Kontradiksinya yaitu bila ternak sapi masih diimpor, minya sawit merupakan barang ekspor yang pada tahun 2008 volume ekspornya mencapai 13 juta ton (72,2%) dari volume produksi 18 juta ton dengan nilai ekspor 12 milyar dollar Amerika Serikat. Ketergantungan terhadap ekspor ini mempunyai potensi pelemahan terhadap viabilitas industri kelapa sawit. Terbukti bahwa penurunan harga yang terjadi dua tahun terakhir ini terkait dengan krisis finansial global telah memukul pelaku bisnis kelapa sawit, dan yang paling terpengaruh adalah petani skala kecil (smallholder) (Siahaan et al, 2009; Chaniago, 2009). Selain itu biaya produksi juga meningkat karena harga pupuk yang melonjak tinggi akhir-akhir ini, biaya tenaga kerja yang juga meningkat dan semakin besarnya penyediaan Tandan Buah Segar (TBS) ke pabrik yang berdampak pada harga jual yang cukup rendah. Diversifikasi usaha perkebunan sawit yang terintegrasi dengan usaha lain perlu dilakukan untuk mengurangi gejolak perubahan harga. Salah satunya adalah integrasi perkebunan kelapa sawit dengan peternakan sapi.
Chaniago (2009) melaporkan bahwa keuntungan integrasi sapi dengan kelapa sawit adalah diperolehnya output tambahan yaitu lebih banyak produksi TBS dan Crude Palm Oil (CPO) akibat pupuk organik, penghematan biaya pembuatan kolam limbah pabrik kelapa sawit, penghematan biaya transportasi TBS, penghematan biaya pupuk karena menggunakan pupuk organik sendiri, penghematan pembuatan dan pemeliharaan jalan, pertambahan bobot hidup sapi dengan biaya murah karena pakan limbah yang murah, dan kebersihan lingkungan.
Peternakan sapi di sekitar perkebunan kelapa sawit dimulai dalam bentuk penggembalaan bebas untuk memanfaatkan ketersediaan hijauan berbentuk gulma di bagian bawah tanaman kelapa sawit. Awaludin dan Masurni (2004) melaporkan bahwa pada tahun 2002, terdapat 214 perkebunan kelapa sawit di Malaysia telah melaksanakan sistem integrasi dengan 127.589 ekor sapi dalam program pengendalian hama terpadu pada kebun kelapa sawit. Hasilnya, usaha penggemukan sapi dapat menekan perkembangan gulma sampai 77% sehingga dapat menghemat biaya pengendalian gulma pada perkebunan kelapa sawit.

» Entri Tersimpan
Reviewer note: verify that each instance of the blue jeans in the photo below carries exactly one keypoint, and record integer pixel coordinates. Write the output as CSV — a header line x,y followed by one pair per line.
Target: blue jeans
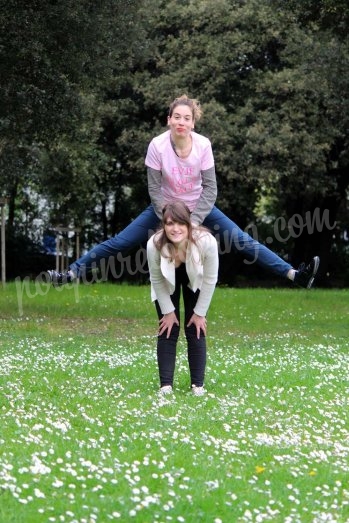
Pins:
x,y
230,236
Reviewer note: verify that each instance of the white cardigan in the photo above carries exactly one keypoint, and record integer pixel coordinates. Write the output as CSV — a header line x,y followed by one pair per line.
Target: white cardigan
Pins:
x,y
201,266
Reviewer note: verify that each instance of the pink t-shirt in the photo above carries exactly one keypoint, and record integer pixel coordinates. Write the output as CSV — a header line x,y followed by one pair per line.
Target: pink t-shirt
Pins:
x,y
181,178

» Tugas 1
Menurut teks halaman, berapa perkebunan kelapa sawit di Malaysia yang telah menjalankan sistem integrasi dengan sapi pada tahun 2002?
» Tugas 2
Berdasarkan teks halaman, mengapa usaha penggemukan sapi bisa menghemat biaya pengendalian gulma di perkebunan kelapa sawit?
» Tugas 3
Sebutkan semua bentuk penghematan biaya dari integrasi sapi dengan kelapa sawit yang dilaporkan Chaniago (2009) dalam teks halaman.

» Jawaban Lengkap 1
Ada 214 perkebunan kelapa sawit.

» Jawaban Lengkap 2
Usaha penggemukan sapi dapat menekan perkembangan gulma hingga 77%. Karena itu, biaya pengendalian gulma di perkebunan kelapa sawit menjadi lebih hemat.

» Jawaban Lengkap 3
- Penghematan biaya pembuatan kolam limbah pabrik kelapa sawit
- Penghematan biaya transportasi TBS
- Penghematan biaya pupuk karena memakai pupuk organik sendiri
- Penghematan pembuatan dan pemeliharaan jalan